*** Brano

La compartimentazione della protesta secondo i recinti ideologici preparati a monte produce, oltre ad un effetto di sostanziale impotenza, una completa perdita di equilibrio e di capacità di valutare le proporzioni dei problemi. Ciascuno di questi giochi ideologici recintati appare a chi lo frequenta un cosmo, l’unico punto di vista da cui tutto il mondo si vede al meglio. E questo genera una pazzesca suscettibilità nei frequentatori di quei recinti, perché investono tutta la propria energia e passione in quel campetto accuratamente delimitato: c’è gente che passa due volte al giorno davanti alla vecchietta che crepa di stenti nell’appartamento accanto, ma sobbalza con gli occhi iniettati di sangue se usi un pronome di genere disapprovato; c’è gente che si scandalizza per le violazioni dei diritti umani in Bielorussia (in cui non hanno mai messo piede) e poi ti spiega che è giusto licenziare i “novax” e privarli delle cure ospedaliere; ci sono finanche studenti che rivendicano la meritocrazia e poi votano Calenda...

******
*** Estratto dati

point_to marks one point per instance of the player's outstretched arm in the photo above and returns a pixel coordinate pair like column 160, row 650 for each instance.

******

* **Da fare**
Prosegui il brano sulla compartimentazione della protesta, partendo subito dopo l'ultima frase riportata.

* **Risposta**
Nel complesso il quadro è il seguente, mentre il potere vero ci consiglia resilienza perché se prendi la forma dello stivale che ti calpesta soffri di meno, mentre ci consiglia di non fare figli e di non andare in pensione per amore del futuro, mentre ogni giorno ti spiega che devi essere mobile per lavorare dove c’è bisogno e che però devi smetterla di muoverti perché rovini il clima, mentre ti piscia in testa spiegando che così risparmi sulla doccia, mentre accade tutto questo e molto altro le famose “masse” si accapigliano furiosamente su asterischi rispettosi, sull’inderogabile urgenza dell’antifascismo e sui diritti degli asparagi.

Perché nessuna ingiustizia resterà impunita.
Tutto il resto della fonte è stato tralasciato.